§ Trecho selecionado:
——————

Revoltas

Rebelião de escravizados na fazenda de Santa Cruz

Capitania Real do Rio de Janeiro (1567 – 1821)Rio de Janeiro

Início / fim

1794 / 1817

Fazenda Real de Santa Cruz. Litografia (26,4 x 23,9 cm) de Thierry Frères, publicada em 1839. Domínio público, Biblioteca Nacional Digital

A Fazenda de Santa Cruz, sesmaria da Capitania do Rio de Janeiro, foi palco de diversas formas de resistência de escravizados, principalmente ao longo do século XVIII e início do século XIX. Eram  recorrentes as fugas, roubos de gado e formação de quilombos nos morros. Alguns fatores, como a extensão territorial  da Fazenda, a grande quantidade de escravizados e a precariedade no fornecimento de alimentos e roupas para os mesmos, corroboraram para o número elevado de conflitos na região. A condição dos escravizados e, consequentemente, as tensões e enfrentamentos, variavam de acordo com a gestão da Fazenda, sendo o período mais conturbado os meses iniciais de 1808, com a administração de Leonardo Pinheiro de Vasconcelos. A constante perda dos poucos direitos costumeiros e o aumento dos castigos e repressões desencadearam um sentimento de revolta nos escravizados da fazenda.

As terras da Fazenda de Santa Cruz foram concedidas a Cristóvão Monteiro por meio de uma mercê do Rei em 1556 em agradecimento por sua participação na tomada do forte Coligny que ajudou  a expulsar os franceses da Baía de Guanabara. Esse terreno concedido estava localizado entre a aldeia de Sapeagoera e Guaratiba e cortado pelo rio Guandu (no atual bairro de Santa Cruz, região oeste da cidade do Rio de Janeiro). Já em meados do século XVII, os limites da Fazenda chegavam a região que hoje é o  município de Vassouras.

Após a morte de Cristóvão Monteiro em 1589, parte significativa das terras da Fazenda foram concedidas à Companhia de Jesus, que com o tempo, anexaram outros territórios à propriedade. Após a expulsão dos jesuítas do Brasil em 1759, o território passou a ser patrimônio da coroa portuguesa. A fazenda acabou sendo colocada sob a direção do Erário Régio em 1808 – órgão que deveria receber uma prestação anual de contas da receita e das despesas da administração.

——————

§ Trechos de dados:
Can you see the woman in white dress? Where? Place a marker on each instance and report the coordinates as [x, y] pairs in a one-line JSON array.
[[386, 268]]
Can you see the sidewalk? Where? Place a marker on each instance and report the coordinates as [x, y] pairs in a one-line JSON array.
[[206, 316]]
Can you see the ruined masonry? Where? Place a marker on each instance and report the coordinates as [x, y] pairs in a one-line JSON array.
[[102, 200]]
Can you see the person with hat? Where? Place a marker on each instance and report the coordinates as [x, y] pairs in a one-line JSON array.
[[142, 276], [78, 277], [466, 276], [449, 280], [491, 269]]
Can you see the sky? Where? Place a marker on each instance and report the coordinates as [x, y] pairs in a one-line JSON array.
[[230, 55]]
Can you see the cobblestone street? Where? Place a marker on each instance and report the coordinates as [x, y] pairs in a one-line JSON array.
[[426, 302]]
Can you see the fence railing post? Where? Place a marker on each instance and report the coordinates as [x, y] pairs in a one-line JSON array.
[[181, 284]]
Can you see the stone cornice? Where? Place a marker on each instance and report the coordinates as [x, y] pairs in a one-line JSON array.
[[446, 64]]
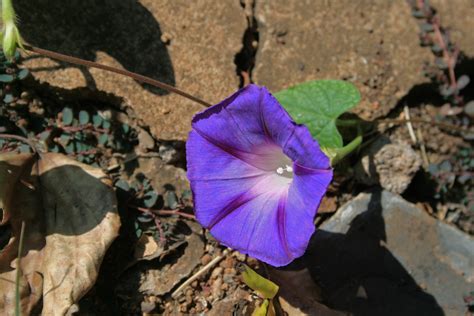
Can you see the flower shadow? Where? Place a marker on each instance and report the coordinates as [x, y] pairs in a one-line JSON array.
[[359, 275]]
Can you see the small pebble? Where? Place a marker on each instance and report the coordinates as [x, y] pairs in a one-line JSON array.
[[469, 108], [206, 259], [216, 272], [25, 95], [166, 38]]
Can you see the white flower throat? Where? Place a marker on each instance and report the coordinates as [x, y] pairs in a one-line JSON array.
[[283, 170]]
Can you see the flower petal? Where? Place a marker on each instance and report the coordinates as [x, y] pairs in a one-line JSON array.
[[254, 228], [250, 118], [305, 151], [304, 196], [233, 154], [209, 162]]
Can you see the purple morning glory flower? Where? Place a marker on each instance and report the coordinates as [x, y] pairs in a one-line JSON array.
[[257, 177]]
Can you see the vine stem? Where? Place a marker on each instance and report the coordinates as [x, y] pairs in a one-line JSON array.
[[440, 124], [92, 64], [21, 139]]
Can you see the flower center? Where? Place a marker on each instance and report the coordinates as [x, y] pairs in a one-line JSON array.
[[286, 171]]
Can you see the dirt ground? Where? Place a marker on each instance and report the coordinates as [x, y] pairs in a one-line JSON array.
[[210, 49]]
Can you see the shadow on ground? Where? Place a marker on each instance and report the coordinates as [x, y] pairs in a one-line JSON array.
[[357, 274], [124, 29]]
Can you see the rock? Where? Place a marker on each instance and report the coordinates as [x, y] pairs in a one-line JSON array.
[[380, 255], [163, 177], [191, 45], [235, 304], [393, 165], [145, 140], [456, 15], [373, 44]]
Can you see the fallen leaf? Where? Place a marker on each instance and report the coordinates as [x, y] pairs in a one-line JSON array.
[[298, 294], [70, 215], [146, 246]]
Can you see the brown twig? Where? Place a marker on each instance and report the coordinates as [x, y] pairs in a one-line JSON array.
[[164, 212], [91, 64], [200, 272], [21, 139], [420, 121]]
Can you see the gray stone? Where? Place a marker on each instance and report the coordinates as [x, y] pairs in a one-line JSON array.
[[374, 44], [380, 255], [189, 44], [392, 165]]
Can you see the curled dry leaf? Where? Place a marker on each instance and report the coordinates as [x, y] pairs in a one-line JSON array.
[[70, 215]]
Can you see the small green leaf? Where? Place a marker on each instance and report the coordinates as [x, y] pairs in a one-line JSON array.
[[318, 104], [83, 117], [24, 148], [22, 74], [103, 139], [125, 128], [65, 138], [106, 124], [122, 184], [264, 287], [44, 135], [68, 116], [70, 148], [262, 309], [171, 199], [6, 78]]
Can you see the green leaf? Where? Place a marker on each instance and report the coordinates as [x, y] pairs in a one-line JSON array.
[[264, 287], [318, 104], [103, 139], [68, 116], [6, 78], [22, 74], [106, 124], [83, 117], [97, 120], [262, 309]]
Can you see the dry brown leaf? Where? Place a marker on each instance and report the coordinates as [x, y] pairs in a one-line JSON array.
[[298, 294], [70, 215]]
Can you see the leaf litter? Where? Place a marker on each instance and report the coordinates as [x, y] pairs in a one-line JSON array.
[[70, 215]]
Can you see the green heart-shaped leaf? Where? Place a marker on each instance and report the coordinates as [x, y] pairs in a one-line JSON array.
[[318, 104]]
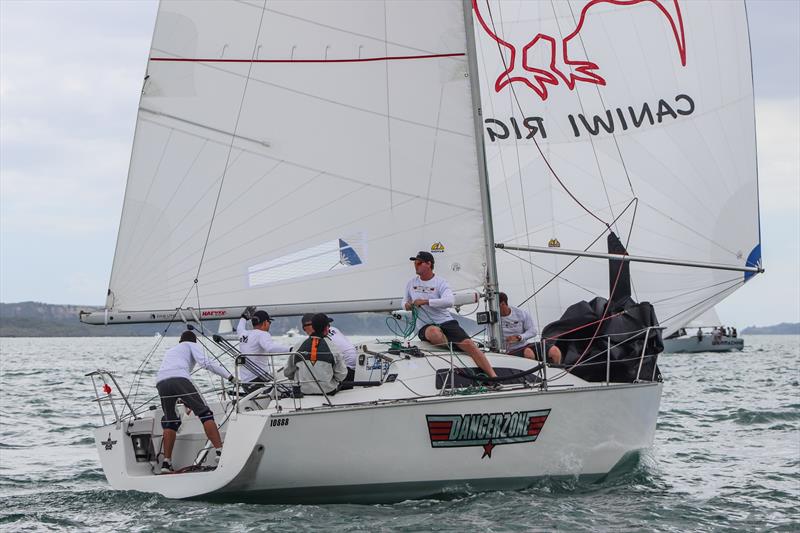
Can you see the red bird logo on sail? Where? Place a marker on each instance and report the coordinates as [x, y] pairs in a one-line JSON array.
[[562, 68]]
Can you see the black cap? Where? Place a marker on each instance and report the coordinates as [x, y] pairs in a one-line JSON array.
[[259, 317], [319, 321], [423, 256], [306, 320]]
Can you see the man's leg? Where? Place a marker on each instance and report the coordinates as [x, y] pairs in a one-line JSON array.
[[169, 443], [554, 353], [435, 336], [212, 432], [478, 356]]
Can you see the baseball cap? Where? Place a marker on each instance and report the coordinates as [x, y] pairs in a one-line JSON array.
[[319, 321], [306, 320], [259, 317], [423, 256]]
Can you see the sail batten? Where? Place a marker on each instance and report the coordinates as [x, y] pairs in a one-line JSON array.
[[260, 147]]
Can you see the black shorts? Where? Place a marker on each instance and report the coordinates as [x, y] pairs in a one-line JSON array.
[[170, 390], [452, 331], [535, 346]]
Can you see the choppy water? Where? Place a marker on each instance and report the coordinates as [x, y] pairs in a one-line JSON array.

——————

§ Problemas a resolver:
- a) Responda, com base no texto sobre a Fazenda de Santa Cruz:
(i) A quem foram concedidas as terras da Fazenda em 1556?
(ii) Quem administrava a Fazenda nos meses iniciais de 1808?
(iii) Em que ano os jesuítas foram expulsos do Brasil?
- b) Liste os fatores que, segundo o texto sobre a Fazenda de Santa Cruz, contribuíram para o número elevado de conflitos na região.
- c) Dê continuidade ao texto sobre a Fazenda de Santa Cruz, começando depois da última frase.
As linhas não têm relação com o texto sobre a Fazenda de Santa Cruz.

§ Tarefas resolvidas:
- a)
(i) A Cristóvão Monteiro.
(ii) Leonardo Pinheiro de Vasconcelos.
(iii) Em 1759.

- b)
- A extensão territorial da Fazenda
- A grande quantidade de escravizados
- A precariedade no fornecimento de alimentos e roupas para os escravizados

- c)
Entre 1759 a 1794 os escravizados da Fazenda de Santa Cruz foram impedidos de ter acesso aos recursos de subsistência: cultivo de roça e uso do pasto. No ano de 1794, quando Manoel Martins do Couto Reis assumiu o cargo de administrador de Santa Cruz, recebeu uma lista de escravizados que estavam roubando gado. Dessa lista, oito tinham sido vistos matando o gado e cinco foram vistos carneando em pleno pasto. Apenas um foi castigado na própria Fazenda, três passaram pela galés (pena de trabalho forçado) na Cidade Rio de Janeiro e o restante não se tem registro da forma de punição.

Couto Reis, a fim de cessar os roubos, permitiu que os escravizados voltassem a ter o direito de cultivar o próprio alimento pelo menos duas vezes por semana. A ação foi efetiva até que em 1801, chegaram ordens de Dom Rodrigo de Sousa Coutinho – Presidente do Real Erário e conselheiro de D. João VI – para que os engenhos de Itaguaí e Piaí fossem vendidos, justamente as terras destinadas ao plantio de mandioca dos escravizados.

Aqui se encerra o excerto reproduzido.